• Activity:
Only the lines from the one with "Locate the small" through the end of the material below belong in the reply; transcribe them exactly.

________________________________________

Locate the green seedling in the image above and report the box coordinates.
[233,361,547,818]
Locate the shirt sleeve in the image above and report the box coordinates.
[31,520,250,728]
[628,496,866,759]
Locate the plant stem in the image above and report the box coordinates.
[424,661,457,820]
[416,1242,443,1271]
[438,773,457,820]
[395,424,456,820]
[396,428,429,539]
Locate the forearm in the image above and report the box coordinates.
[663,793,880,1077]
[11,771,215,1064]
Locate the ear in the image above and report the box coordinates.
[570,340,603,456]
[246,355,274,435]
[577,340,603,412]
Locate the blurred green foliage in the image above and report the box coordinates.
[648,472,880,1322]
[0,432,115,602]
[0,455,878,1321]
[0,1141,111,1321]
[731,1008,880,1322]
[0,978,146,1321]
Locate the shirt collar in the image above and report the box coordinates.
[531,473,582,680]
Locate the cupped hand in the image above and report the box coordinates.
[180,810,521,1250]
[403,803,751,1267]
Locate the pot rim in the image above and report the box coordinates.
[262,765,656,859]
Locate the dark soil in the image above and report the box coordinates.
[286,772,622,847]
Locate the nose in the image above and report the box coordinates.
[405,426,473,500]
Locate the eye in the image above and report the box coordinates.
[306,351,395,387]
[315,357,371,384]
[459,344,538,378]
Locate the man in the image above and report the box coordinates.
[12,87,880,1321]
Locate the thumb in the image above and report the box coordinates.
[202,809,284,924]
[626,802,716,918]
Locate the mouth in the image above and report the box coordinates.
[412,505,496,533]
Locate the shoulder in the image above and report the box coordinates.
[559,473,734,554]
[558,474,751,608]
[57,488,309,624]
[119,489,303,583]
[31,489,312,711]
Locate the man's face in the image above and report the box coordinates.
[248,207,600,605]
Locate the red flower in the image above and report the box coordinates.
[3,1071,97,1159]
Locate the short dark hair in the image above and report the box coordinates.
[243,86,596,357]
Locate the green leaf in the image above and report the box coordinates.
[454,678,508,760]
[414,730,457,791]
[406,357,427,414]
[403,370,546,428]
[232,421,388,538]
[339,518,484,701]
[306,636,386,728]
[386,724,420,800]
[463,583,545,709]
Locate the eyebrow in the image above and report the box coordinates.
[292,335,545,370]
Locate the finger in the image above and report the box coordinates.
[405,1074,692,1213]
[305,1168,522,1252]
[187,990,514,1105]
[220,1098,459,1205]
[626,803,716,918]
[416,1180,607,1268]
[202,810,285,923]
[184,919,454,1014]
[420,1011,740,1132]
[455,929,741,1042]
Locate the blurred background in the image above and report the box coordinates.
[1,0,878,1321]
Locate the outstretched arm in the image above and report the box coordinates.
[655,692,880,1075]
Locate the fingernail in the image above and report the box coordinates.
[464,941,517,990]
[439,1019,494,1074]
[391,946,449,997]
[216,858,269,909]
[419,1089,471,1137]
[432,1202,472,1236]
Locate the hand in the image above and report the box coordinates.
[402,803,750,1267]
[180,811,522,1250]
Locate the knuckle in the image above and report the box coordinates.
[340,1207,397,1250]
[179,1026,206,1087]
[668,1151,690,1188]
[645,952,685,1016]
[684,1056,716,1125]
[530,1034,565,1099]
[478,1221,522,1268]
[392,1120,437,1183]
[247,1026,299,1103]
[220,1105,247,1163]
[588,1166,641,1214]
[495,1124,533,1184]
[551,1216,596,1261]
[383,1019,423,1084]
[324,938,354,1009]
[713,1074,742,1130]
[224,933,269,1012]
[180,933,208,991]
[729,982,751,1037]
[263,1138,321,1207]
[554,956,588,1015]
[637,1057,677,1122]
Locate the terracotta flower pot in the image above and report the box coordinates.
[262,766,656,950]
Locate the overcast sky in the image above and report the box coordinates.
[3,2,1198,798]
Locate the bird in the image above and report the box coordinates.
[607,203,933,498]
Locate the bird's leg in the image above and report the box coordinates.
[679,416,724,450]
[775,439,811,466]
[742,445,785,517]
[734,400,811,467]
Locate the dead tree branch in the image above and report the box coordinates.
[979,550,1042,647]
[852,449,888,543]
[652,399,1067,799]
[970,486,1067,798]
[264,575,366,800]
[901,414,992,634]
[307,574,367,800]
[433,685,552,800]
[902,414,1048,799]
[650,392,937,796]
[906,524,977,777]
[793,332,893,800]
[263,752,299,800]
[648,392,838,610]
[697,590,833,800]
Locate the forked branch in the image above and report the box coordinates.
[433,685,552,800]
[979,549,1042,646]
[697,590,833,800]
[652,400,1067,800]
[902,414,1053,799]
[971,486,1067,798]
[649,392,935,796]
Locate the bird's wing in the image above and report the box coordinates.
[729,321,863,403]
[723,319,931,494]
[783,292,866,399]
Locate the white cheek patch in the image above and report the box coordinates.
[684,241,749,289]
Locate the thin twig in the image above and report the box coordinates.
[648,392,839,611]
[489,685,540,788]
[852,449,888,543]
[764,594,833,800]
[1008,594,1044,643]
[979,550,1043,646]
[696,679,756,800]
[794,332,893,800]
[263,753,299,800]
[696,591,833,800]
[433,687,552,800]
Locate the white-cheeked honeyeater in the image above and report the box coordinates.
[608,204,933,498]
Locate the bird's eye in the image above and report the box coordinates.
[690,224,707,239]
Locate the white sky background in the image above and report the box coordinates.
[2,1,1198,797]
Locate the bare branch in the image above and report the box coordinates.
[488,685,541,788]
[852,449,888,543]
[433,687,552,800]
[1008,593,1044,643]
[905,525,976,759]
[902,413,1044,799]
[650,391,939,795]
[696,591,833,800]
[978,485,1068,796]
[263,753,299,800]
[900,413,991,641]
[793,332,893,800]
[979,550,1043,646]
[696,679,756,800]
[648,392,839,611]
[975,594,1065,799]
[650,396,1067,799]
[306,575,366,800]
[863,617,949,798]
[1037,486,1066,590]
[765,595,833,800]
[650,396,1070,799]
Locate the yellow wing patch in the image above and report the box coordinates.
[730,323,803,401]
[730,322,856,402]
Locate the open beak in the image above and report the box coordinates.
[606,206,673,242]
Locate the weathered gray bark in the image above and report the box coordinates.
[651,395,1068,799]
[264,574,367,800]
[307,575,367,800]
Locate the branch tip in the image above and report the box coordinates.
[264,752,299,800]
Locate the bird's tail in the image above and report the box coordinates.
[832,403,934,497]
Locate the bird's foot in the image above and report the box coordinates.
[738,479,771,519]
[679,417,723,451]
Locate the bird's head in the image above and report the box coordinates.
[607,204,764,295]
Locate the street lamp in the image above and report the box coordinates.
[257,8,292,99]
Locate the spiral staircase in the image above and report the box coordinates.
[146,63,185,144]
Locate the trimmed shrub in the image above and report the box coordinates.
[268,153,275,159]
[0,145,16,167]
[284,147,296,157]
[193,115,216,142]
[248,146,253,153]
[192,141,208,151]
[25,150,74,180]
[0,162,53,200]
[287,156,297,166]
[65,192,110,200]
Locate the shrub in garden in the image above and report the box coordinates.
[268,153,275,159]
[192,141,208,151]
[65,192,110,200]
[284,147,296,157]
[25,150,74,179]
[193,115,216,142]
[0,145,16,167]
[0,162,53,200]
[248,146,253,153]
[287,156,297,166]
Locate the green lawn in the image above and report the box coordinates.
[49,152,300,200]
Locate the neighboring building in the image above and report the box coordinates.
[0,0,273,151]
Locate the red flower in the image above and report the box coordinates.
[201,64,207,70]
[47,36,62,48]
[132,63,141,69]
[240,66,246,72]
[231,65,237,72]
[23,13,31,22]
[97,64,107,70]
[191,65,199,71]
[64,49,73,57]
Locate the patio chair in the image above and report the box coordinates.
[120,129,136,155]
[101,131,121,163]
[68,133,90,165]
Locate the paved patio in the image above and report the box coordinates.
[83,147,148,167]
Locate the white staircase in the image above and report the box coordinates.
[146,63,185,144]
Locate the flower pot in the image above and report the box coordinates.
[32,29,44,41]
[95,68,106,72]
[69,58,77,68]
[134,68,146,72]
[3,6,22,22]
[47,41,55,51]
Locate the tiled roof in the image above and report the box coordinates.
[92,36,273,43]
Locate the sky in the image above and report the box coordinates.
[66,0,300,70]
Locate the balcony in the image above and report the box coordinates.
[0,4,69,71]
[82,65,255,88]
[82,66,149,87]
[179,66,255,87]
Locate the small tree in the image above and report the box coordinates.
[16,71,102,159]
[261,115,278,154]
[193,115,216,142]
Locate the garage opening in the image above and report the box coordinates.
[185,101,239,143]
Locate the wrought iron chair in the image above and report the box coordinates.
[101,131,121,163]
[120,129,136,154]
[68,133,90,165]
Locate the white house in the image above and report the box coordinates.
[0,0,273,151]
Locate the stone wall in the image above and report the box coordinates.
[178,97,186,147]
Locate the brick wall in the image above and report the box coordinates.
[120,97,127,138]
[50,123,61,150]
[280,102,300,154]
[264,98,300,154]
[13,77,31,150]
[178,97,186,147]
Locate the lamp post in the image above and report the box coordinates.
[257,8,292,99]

________________________________________

• Task answer:
Locate the small tree in the image above and report the box coordinates.
[16,71,102,159]
[261,115,278,154]
[193,115,216,142]
Locate the garage opening in the image above and report the box coordinates.
[185,101,239,143]
Locate the wrought iron chair in the image above and report the box coordinates.
[101,131,121,163]
[120,129,136,154]
[68,133,90,165]
Locate the white house in the image above and report the box coordinates.
[0,0,273,151]
Locate the stone wall in the image above and report the box coordinates.
[178,97,186,147]
Locate the brick wall in the image above and report the box coordinates.
[120,97,127,138]
[50,123,61,150]
[280,102,300,154]
[264,98,300,154]
[13,77,31,150]
[178,97,186,147]
Locate the lamp post in the image above and report the box coordinates.
[257,8,292,99]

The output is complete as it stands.